◆ THE EXERCISE: Reproduce every item below word for word.

◆ RECORDS SHOWN:

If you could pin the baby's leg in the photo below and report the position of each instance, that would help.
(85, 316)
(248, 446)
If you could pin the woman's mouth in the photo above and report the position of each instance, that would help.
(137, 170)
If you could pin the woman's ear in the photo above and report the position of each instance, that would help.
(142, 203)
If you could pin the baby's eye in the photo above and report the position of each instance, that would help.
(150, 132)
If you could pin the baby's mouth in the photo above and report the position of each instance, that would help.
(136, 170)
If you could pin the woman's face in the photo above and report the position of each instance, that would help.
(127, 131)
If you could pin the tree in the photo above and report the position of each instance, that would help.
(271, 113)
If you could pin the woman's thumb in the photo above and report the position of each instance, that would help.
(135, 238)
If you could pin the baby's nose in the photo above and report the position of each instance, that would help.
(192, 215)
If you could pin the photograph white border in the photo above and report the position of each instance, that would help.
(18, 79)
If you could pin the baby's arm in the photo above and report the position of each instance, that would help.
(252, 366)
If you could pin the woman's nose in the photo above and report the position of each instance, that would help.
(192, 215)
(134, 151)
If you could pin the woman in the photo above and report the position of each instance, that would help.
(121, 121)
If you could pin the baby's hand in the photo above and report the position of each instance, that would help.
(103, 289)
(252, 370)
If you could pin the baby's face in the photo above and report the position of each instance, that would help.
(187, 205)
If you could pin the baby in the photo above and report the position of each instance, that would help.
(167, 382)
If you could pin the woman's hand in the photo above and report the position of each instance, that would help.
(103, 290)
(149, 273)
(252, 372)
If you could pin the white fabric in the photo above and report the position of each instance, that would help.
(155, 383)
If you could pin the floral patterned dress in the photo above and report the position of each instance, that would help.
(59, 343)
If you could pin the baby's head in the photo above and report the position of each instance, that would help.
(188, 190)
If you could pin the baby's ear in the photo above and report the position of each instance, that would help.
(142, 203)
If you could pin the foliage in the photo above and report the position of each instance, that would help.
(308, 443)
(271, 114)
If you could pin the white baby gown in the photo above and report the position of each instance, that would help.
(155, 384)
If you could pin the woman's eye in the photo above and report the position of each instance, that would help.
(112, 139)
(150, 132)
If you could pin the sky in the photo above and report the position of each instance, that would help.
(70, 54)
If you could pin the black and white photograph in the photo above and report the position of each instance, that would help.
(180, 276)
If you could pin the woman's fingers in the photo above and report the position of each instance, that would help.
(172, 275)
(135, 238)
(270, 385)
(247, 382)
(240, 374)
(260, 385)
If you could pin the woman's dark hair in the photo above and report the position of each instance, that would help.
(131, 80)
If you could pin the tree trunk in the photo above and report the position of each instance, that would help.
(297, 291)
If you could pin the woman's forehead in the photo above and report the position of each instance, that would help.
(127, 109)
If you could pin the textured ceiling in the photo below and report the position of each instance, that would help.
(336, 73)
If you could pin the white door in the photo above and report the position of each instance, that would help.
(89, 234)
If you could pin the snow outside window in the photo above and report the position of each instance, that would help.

◆ EXERCISE OUTPUT:
If you could pin the baby's leg in the photo below and report the position of each instance, that would help.
(85, 316)
(248, 446)
If you could pin the woman's mouth in the photo above and report the position of each instance, that would help.
(137, 170)
If you could pin the woman's ear in the photo above and report the position of each instance, that would help.
(142, 203)
If you could pin the baby's eye in the photo above and report the position of each instance, that would help.
(150, 132)
If you could pin the baby's mouth in the photo above and report the position of each instance, that would help.
(136, 170)
If you could pin the woman's face in the photo above and report the position of each instance, that would help.
(127, 131)
If you could pin the tree in the photo above and report the position of each instance, that would help.
(271, 113)
If you could pin the woman's thumb in the photo above and report the position of each instance, that would help.
(135, 238)
If you could pin the baby's nose in the photo above and report the position of each instance, that would help.
(192, 215)
If you could pin the photograph white border in the photo above and report the position of each instance, that would help.
(18, 79)
If you could pin the baby's arm in the photo above and report the position of each instance, that would help.
(252, 366)
If you could pin the woman's nose in the photo above and report the position of each instance, that would help.
(192, 215)
(134, 151)
If you could pin the woman in the photo above and report the position of each instance, that would help.
(121, 121)
If you could pin the baby's hand in the photo above and report the position of each instance, that would help.
(103, 289)
(252, 370)
If you could pin the baby's face in the photo above and report the position of each instance, that would help.
(187, 205)
If you could pin the baby in the photo above and report the position of each instance, that would help.
(167, 382)
If you could pin the woman's hand in the photo above and report the position of each instance, that would help.
(103, 290)
(149, 273)
(252, 372)
If you could pin the white fabric in the photo above and report the position of each instance, that would help.
(155, 383)
If you could pin the floral patterned dress in the photo above and report the position of each instance, that would help.
(59, 343)
If you could pin the baby's head in the photo above and report the position of each instance, that would help.
(188, 190)
If you could pin the baby's ear in the photo above and report the position of each instance, that would help.
(142, 203)
If you could pin the foliage in the photo above and report the position of each instance, that would help.
(308, 443)
(271, 114)
If you could pin the white baby gown in the photo above and report the position of each instance, that would help.
(155, 384)
If you could pin the woman's eye in the photo above and report the position of each instance, that would help.
(112, 139)
(150, 132)
If you could pin the sky in the photo above and report the position of each instance, that would help.
(70, 54)
If you could pin the black and white photograph in the photo above and report the position of each instance, that would help.
(180, 276)
If you could pin the woman's fingers in the photo above and report the position of each instance, that would help.
(172, 275)
(135, 238)
(270, 385)
(247, 382)
(240, 374)
(260, 385)
If you could pin the woman's dark hair in the photo above and report the position of each instance, that would help.
(131, 80)
If you could pin the tree trunk in the photo above and report the position of each instance, that would help.
(297, 291)
If you could pin the woman's forehead in the photo above and report the position of each instance, that would help.
(127, 109)
If you could pin the textured ceiling in the photo below and report the position of each instance, that would help.
(336, 73)
If you could pin the white door in the photo above and report the position of each instance, that would help.
(89, 234)
If you could pin the snow outside window in the photo above and report the position of each instance, that would help.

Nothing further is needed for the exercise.